- **INSTRUCTIONS FOR THE TASK**: Would you transcribe the records word for word, please?
== SUPPLIED MATERIAL ==
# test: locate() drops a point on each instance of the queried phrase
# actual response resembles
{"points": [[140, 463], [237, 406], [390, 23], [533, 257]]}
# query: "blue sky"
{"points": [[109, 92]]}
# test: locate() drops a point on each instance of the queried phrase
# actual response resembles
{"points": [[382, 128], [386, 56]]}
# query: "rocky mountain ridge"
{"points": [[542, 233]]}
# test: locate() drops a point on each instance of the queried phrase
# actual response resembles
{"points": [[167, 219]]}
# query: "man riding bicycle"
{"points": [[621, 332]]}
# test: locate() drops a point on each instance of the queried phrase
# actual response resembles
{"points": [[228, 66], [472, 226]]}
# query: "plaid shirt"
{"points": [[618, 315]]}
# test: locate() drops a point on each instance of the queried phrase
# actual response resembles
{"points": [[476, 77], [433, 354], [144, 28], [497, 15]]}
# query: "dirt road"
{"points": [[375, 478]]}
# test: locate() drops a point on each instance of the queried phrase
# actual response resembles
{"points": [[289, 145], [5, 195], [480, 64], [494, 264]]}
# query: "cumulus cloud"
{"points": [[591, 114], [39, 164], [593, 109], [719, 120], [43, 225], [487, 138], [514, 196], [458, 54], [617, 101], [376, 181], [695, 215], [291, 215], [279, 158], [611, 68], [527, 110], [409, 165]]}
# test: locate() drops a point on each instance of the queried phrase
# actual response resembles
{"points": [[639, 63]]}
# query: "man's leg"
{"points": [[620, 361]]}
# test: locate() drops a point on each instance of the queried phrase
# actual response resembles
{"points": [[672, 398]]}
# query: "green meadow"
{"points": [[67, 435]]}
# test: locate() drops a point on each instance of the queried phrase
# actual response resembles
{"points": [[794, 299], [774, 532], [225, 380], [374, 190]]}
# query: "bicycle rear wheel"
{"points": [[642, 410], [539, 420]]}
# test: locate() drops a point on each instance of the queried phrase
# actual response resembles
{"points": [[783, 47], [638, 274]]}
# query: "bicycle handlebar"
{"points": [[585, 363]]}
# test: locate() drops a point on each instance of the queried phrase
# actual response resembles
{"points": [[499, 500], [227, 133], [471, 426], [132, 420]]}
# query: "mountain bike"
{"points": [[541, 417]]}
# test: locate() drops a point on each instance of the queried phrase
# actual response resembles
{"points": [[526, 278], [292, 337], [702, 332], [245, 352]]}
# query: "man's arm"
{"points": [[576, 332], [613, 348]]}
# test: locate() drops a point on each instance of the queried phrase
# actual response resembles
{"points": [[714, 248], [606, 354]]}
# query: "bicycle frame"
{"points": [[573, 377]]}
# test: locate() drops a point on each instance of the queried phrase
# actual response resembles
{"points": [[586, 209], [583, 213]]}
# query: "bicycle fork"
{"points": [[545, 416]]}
===
- **REPLY TO THE EXERCISE**:
# test: locate() drops a point on each instance of the queried phrase
# actual response resembles
{"points": [[140, 463], [237, 406], [390, 23], [533, 257]]}
# query: "blue sky"
{"points": [[109, 92]]}
# test: locate() drops a point on each instance of the queried phrase
# actual response resembles
{"points": [[382, 128], [386, 56]]}
# query: "rocky mountain ridge"
{"points": [[542, 233]]}
# test: locate() drops a point on each instance of the queried phrase
# actual response resembles
{"points": [[167, 219]]}
# query: "man riding bicycle"
{"points": [[621, 332]]}
# test: locate() drops a point on each instance of the queried phrase
# actual response resembles
{"points": [[228, 66], [472, 226]]}
# query: "plaid shirt"
{"points": [[618, 315]]}
# test: locate() drops a point on each instance of the queried phrase
# actual response resembles
{"points": [[476, 77], [433, 354], [144, 28], [497, 15]]}
# query: "dirt road"
{"points": [[375, 478]]}
# test: locate() drops a point on each instance of the queried phrase
# actual response resembles
{"points": [[289, 145], [5, 195], [480, 64], [494, 264]]}
# query: "cumulus cloud"
{"points": [[591, 114], [39, 164], [593, 109], [719, 120], [43, 225], [487, 138], [514, 196], [458, 54], [617, 101], [376, 181], [695, 215], [291, 215], [279, 158], [611, 68], [527, 110], [409, 165]]}
# test: locate() drops a point on each instance of the queried phrase
# actual response resembles
{"points": [[639, 63]]}
# query: "man's leg"
{"points": [[620, 361]]}
# test: locate() drops a point on each instance of the queried phrase
# actual response resembles
{"points": [[672, 398]]}
# query: "green meadow"
{"points": [[67, 435]]}
# test: locate() drops a point on each instance of the queried phrase
# actual response resembles
{"points": [[794, 299], [774, 532], [225, 380], [374, 190]]}
# query: "bicycle rear wheel"
{"points": [[642, 410], [539, 420]]}
# test: locate() drops a point on each instance of the queried phrase
# actual response resembles
{"points": [[783, 47], [638, 274]]}
# query: "bicycle handlebar"
{"points": [[585, 363]]}
# test: locate() drops a point on each instance of the queried phrase
# actual response resembles
{"points": [[499, 500], [227, 133], [471, 426], [132, 420]]}
# query: "mountain bike"
{"points": [[541, 417]]}
# test: locate() drops a point on each instance of the queried phrase
# actual response resembles
{"points": [[526, 278], [292, 337], [702, 332], [245, 352]]}
# query: "man's arm"
{"points": [[576, 332], [613, 348]]}
# test: locate() drops a point on each instance of the queried phrase
# actual response resembles
{"points": [[714, 248], [606, 354]]}
# query: "bicycle frame"
{"points": [[573, 377]]}
# test: locate() drops a point on each instance of the queried phrase
# actual response resembles
{"points": [[586, 209], [583, 213]]}
# query: "bicycle fork"
{"points": [[545, 416]]}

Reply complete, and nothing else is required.